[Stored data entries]

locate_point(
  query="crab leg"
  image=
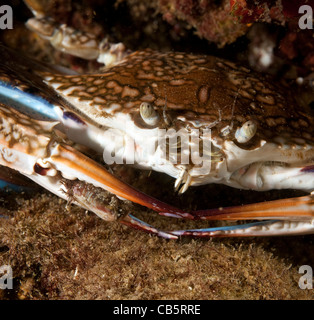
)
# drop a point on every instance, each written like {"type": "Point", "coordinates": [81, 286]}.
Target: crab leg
{"type": "Point", "coordinates": [34, 149]}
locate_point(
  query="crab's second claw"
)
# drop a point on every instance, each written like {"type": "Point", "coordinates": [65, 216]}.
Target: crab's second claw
{"type": "Point", "coordinates": [300, 208]}
{"type": "Point", "coordinates": [33, 148]}
{"type": "Point", "coordinates": [254, 229]}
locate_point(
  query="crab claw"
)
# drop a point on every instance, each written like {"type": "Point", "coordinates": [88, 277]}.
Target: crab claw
{"type": "Point", "coordinates": [259, 228]}
{"type": "Point", "coordinates": [288, 217]}
{"type": "Point", "coordinates": [34, 148]}
{"type": "Point", "coordinates": [300, 208]}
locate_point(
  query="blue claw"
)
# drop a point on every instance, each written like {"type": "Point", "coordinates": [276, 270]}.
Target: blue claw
{"type": "Point", "coordinates": [32, 105]}
{"type": "Point", "coordinates": [248, 229]}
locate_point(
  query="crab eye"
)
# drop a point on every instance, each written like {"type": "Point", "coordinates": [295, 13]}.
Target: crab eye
{"type": "Point", "coordinates": [149, 114]}
{"type": "Point", "coordinates": [246, 132]}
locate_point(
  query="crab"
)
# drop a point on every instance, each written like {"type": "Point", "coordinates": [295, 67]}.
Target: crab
{"type": "Point", "coordinates": [200, 119]}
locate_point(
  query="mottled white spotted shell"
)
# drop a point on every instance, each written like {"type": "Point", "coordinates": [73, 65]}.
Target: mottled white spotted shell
{"type": "Point", "coordinates": [246, 132]}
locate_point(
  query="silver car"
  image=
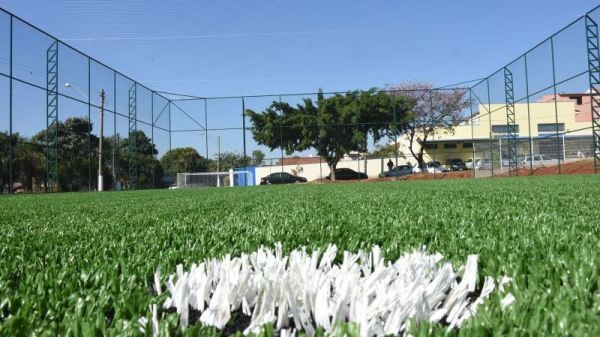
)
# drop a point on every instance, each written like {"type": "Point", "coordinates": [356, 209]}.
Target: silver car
{"type": "Point", "coordinates": [538, 160]}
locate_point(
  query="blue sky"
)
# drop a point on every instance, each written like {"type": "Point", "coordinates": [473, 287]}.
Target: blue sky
{"type": "Point", "coordinates": [223, 48]}
{"type": "Point", "coordinates": [230, 48]}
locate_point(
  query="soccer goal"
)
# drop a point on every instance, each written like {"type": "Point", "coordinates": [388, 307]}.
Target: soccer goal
{"type": "Point", "coordinates": [215, 179]}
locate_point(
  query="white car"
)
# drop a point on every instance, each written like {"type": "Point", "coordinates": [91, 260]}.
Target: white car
{"type": "Point", "coordinates": [538, 160]}
{"type": "Point", "coordinates": [480, 164]}
{"type": "Point", "coordinates": [431, 167]}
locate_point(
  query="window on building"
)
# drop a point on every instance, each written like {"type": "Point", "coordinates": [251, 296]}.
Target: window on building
{"type": "Point", "coordinates": [551, 127]}
{"type": "Point", "coordinates": [504, 128]}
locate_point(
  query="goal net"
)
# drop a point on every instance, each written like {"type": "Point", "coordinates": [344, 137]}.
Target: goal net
{"type": "Point", "coordinates": [215, 179]}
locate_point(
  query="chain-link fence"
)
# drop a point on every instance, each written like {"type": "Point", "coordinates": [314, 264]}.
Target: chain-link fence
{"type": "Point", "coordinates": [539, 114]}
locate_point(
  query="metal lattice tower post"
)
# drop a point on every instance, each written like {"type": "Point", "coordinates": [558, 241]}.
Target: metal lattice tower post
{"type": "Point", "coordinates": [510, 123]}
{"type": "Point", "coordinates": [52, 117]}
{"type": "Point", "coordinates": [594, 75]}
{"type": "Point", "coordinates": [132, 138]}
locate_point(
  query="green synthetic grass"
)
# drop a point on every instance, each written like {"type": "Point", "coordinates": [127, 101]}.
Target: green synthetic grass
{"type": "Point", "coordinates": [81, 264]}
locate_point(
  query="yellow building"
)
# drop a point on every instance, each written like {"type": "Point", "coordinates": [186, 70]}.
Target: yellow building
{"type": "Point", "coordinates": [558, 128]}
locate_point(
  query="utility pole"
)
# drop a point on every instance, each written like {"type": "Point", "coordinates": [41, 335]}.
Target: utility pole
{"type": "Point", "coordinates": [100, 178]}
{"type": "Point", "coordinates": [218, 160]}
{"type": "Point", "coordinates": [218, 153]}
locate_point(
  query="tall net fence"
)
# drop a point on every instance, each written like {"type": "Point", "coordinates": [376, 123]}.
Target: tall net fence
{"type": "Point", "coordinates": [537, 115]}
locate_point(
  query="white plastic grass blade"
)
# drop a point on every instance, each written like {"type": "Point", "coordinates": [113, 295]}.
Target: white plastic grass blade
{"type": "Point", "coordinates": [157, 287]}
{"type": "Point", "coordinates": [507, 301]}
{"type": "Point", "coordinates": [310, 291]}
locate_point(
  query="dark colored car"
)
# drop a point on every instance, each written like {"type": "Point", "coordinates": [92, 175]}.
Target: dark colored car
{"type": "Point", "coordinates": [398, 171]}
{"type": "Point", "coordinates": [456, 165]}
{"type": "Point", "coordinates": [347, 174]}
{"type": "Point", "coordinates": [281, 178]}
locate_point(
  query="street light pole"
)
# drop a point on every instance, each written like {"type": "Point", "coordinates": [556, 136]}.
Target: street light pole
{"type": "Point", "coordinates": [100, 177]}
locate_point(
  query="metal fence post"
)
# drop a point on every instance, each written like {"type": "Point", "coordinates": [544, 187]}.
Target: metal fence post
{"type": "Point", "coordinates": [10, 108]}
{"type": "Point", "coordinates": [555, 104]}
{"type": "Point", "coordinates": [529, 117]}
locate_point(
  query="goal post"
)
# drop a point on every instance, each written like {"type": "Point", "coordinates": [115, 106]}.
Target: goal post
{"type": "Point", "coordinates": [215, 179]}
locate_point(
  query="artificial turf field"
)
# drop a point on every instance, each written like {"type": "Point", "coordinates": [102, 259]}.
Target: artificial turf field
{"type": "Point", "coordinates": [81, 264]}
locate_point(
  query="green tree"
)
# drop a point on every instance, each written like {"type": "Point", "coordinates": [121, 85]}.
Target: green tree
{"type": "Point", "coordinates": [149, 170]}
{"type": "Point", "coordinates": [434, 112]}
{"type": "Point", "coordinates": [257, 157]}
{"type": "Point", "coordinates": [183, 159]}
{"type": "Point", "coordinates": [77, 154]}
{"type": "Point", "coordinates": [333, 126]}
{"type": "Point", "coordinates": [27, 161]}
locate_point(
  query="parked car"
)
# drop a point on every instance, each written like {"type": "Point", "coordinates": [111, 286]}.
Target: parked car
{"type": "Point", "coordinates": [506, 161]}
{"type": "Point", "coordinates": [398, 171]}
{"type": "Point", "coordinates": [456, 164]}
{"type": "Point", "coordinates": [281, 178]}
{"type": "Point", "coordinates": [479, 164]}
{"type": "Point", "coordinates": [347, 174]}
{"type": "Point", "coordinates": [435, 167]}
{"type": "Point", "coordinates": [538, 160]}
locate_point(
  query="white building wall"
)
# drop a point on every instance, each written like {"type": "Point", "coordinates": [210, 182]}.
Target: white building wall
{"type": "Point", "coordinates": [315, 171]}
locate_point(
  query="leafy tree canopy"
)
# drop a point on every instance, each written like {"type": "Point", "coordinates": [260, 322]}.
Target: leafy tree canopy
{"type": "Point", "coordinates": [333, 125]}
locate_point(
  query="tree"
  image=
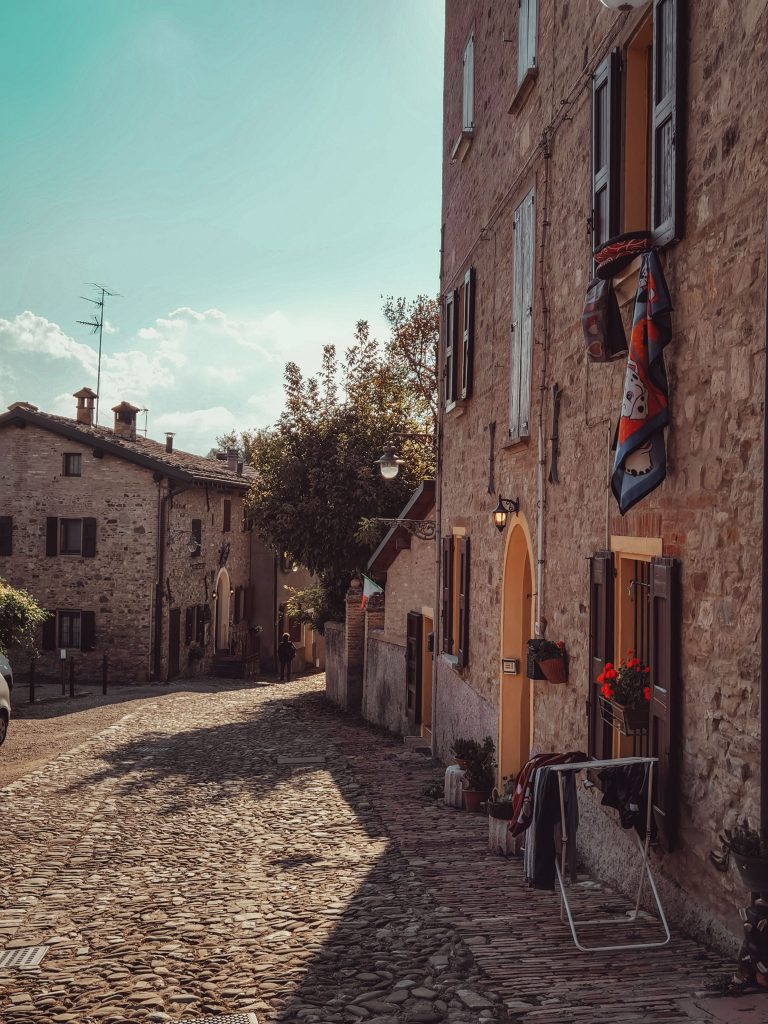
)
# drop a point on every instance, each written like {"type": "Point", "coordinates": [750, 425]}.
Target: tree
{"type": "Point", "coordinates": [20, 617]}
{"type": "Point", "coordinates": [316, 472]}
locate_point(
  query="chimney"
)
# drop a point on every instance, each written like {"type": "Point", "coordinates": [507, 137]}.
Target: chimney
{"type": "Point", "coordinates": [85, 398]}
{"type": "Point", "coordinates": [125, 420]}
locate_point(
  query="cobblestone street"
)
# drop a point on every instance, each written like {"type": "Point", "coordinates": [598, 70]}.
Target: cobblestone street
{"type": "Point", "coordinates": [176, 867]}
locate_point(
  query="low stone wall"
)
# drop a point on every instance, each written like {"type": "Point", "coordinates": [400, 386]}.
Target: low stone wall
{"type": "Point", "coordinates": [384, 684]}
{"type": "Point", "coordinates": [336, 673]}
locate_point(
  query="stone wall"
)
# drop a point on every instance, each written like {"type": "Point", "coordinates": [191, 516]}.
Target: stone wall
{"type": "Point", "coordinates": [708, 512]}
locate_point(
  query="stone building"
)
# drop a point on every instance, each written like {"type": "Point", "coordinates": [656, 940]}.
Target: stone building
{"type": "Point", "coordinates": [566, 125]}
{"type": "Point", "coordinates": [139, 551]}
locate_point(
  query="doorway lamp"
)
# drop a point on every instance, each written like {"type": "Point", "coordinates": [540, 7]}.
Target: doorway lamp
{"type": "Point", "coordinates": [389, 463]}
{"type": "Point", "coordinates": [501, 513]}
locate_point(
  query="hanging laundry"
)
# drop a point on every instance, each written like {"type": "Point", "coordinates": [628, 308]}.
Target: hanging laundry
{"type": "Point", "coordinates": [640, 462]}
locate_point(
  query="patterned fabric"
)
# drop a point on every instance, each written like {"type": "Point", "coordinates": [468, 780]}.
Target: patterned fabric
{"type": "Point", "coordinates": [640, 462]}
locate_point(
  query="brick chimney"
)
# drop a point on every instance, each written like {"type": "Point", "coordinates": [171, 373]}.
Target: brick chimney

_BRIEF_
Within the records, in how many lines does the string "brick" occur? Give the number and no other text.

_OUTPUT BELOW_
2